▶ _GIVEN RECORDS_:
::::::::

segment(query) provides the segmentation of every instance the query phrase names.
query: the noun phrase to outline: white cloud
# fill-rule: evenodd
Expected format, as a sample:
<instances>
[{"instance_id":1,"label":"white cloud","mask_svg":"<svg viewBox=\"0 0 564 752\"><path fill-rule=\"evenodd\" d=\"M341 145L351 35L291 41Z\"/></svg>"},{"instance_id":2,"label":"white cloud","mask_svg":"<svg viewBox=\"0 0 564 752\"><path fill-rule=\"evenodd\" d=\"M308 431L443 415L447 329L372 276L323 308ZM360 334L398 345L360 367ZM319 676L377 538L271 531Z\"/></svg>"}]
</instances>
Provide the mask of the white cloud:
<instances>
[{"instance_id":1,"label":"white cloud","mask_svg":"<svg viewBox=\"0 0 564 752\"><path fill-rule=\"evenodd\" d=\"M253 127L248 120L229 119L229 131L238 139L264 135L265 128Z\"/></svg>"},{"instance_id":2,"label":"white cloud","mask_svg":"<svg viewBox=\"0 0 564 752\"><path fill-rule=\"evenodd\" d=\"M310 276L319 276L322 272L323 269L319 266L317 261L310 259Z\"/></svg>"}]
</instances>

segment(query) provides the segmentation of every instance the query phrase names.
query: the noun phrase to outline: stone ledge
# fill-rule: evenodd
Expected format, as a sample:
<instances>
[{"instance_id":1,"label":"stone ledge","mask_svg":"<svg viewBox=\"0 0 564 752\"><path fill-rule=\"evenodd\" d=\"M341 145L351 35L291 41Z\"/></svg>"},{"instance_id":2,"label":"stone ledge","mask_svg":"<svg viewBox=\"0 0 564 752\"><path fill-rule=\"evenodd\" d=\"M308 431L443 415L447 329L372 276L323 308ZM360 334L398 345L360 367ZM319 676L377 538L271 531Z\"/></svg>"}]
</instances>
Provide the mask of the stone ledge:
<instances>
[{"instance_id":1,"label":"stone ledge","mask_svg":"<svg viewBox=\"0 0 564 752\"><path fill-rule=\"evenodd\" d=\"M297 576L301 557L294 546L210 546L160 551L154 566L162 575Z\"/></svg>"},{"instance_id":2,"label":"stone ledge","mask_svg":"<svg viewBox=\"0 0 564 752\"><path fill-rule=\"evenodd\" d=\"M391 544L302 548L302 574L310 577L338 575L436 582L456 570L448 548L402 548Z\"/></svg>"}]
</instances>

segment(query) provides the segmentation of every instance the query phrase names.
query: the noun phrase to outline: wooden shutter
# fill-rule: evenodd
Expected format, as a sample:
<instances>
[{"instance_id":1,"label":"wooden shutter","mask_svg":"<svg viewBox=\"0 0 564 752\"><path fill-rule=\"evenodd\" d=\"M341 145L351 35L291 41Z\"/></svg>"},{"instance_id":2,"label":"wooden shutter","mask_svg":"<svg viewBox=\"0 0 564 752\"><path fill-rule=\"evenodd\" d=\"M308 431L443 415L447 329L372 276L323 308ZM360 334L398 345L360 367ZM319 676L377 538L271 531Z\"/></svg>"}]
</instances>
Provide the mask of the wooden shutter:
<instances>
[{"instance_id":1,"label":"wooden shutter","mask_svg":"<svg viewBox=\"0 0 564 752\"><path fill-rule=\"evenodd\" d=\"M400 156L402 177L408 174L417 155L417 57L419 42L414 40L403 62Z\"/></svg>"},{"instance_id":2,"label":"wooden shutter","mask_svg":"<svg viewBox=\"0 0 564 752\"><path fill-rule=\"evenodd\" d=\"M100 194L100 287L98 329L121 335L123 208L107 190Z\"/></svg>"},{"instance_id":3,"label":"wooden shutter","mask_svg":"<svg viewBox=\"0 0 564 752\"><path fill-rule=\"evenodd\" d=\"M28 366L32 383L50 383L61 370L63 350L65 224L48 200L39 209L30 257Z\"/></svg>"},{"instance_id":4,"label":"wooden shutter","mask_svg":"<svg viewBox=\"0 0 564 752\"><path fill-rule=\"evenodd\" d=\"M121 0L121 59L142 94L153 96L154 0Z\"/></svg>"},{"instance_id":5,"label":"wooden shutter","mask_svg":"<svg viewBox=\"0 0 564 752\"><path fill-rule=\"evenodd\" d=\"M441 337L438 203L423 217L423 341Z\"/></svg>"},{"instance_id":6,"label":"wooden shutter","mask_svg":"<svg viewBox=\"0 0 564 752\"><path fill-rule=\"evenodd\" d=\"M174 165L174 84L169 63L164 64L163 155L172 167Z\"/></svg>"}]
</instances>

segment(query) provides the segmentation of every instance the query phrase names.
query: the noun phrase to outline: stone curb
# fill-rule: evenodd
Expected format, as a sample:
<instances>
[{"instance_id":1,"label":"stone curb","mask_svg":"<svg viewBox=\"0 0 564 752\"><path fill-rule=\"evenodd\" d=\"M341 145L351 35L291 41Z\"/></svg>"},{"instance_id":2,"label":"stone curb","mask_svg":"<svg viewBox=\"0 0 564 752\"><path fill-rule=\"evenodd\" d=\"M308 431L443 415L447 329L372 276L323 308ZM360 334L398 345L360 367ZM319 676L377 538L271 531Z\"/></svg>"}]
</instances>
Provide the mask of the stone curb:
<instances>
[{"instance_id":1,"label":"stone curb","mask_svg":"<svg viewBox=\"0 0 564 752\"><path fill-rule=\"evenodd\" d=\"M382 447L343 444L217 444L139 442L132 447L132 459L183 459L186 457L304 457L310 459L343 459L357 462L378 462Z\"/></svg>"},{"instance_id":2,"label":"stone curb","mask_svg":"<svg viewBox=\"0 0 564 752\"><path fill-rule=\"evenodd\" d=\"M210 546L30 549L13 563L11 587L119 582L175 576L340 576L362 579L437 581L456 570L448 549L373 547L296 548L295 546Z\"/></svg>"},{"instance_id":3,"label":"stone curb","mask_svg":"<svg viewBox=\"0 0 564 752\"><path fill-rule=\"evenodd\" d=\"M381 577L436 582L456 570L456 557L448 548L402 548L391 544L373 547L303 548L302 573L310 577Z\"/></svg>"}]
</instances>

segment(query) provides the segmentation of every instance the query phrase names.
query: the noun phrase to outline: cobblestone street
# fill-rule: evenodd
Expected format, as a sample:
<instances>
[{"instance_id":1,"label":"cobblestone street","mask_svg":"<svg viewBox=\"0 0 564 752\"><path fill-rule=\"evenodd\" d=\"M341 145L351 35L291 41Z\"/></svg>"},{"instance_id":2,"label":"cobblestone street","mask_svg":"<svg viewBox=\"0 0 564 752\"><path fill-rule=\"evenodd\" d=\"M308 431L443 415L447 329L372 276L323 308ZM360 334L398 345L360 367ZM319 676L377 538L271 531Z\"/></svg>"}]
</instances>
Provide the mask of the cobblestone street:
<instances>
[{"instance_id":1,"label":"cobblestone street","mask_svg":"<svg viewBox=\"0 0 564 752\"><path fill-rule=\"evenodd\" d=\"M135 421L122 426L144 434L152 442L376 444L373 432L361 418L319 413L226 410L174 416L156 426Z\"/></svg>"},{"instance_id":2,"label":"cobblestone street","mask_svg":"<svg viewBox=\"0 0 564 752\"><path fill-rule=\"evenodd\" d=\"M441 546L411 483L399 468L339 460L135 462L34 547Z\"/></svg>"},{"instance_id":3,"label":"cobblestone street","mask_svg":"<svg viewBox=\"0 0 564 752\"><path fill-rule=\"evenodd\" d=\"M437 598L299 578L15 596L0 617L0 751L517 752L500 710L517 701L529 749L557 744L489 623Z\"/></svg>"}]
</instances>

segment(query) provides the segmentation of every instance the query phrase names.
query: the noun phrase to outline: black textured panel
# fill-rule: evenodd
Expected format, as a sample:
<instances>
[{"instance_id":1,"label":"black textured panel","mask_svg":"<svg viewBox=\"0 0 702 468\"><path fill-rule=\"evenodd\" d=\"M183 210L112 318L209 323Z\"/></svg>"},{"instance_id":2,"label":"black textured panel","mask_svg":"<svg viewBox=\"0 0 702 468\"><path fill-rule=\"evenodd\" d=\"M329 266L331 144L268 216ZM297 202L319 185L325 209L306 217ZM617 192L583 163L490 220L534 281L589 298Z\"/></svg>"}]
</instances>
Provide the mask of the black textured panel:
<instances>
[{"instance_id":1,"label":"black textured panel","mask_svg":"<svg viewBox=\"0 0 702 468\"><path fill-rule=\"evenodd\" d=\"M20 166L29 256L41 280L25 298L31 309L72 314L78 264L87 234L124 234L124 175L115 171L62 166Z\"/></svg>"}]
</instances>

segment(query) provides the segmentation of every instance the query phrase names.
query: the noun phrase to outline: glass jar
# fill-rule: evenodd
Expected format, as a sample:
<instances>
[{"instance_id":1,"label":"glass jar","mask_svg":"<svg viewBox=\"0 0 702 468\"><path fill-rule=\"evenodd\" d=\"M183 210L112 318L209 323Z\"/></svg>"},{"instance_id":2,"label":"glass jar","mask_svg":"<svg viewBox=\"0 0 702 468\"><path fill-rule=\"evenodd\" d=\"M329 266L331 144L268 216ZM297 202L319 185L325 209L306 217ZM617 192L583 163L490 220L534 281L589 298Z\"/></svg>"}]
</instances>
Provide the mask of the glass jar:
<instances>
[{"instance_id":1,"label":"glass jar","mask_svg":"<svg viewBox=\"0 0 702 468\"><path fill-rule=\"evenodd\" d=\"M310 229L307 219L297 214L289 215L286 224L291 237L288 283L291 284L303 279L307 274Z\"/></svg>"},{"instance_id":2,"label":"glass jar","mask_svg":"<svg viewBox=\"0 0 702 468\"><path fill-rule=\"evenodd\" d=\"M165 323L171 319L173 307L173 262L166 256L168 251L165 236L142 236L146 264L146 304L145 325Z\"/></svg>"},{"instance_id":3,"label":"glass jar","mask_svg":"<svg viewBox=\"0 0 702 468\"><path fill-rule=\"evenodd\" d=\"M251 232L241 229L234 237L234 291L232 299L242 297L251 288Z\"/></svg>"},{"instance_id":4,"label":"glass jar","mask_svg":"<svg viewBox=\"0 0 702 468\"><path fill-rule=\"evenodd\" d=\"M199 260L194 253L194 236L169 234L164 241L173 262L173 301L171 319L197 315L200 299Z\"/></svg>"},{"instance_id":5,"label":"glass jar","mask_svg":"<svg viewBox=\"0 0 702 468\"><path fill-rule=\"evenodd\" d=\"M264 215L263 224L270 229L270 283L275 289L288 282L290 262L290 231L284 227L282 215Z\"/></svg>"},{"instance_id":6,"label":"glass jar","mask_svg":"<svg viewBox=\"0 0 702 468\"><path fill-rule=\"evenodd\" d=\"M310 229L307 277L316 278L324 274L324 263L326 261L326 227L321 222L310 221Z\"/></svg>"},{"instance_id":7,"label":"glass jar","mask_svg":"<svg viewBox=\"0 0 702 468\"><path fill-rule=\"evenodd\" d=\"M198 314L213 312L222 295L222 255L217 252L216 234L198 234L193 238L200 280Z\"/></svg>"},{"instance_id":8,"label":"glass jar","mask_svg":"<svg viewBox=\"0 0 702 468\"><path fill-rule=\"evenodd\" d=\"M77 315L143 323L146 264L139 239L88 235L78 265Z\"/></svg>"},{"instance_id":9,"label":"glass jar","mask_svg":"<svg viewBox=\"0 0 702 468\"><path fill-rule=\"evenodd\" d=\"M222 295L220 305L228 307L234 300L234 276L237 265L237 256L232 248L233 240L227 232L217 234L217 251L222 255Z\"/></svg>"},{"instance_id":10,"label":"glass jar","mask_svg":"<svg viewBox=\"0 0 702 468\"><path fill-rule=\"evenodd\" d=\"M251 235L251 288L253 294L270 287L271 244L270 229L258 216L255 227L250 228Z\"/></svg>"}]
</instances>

::::::::

▶ _AIM OF THE TASK_: Return each line of the data above that contains the word "outline".

▶ _FINAL RESULT_:
query: the noun phrase to outline: white cloud
query: the noun phrase to outline: stone ledge
query: the noun phrase to outline: wooden shutter
query: the noun phrase to outline: stone curb
query: the noun phrase to outline: cobblestone street
query: the noun phrase to outline: black textured panel
query: the noun phrase to outline: glass jar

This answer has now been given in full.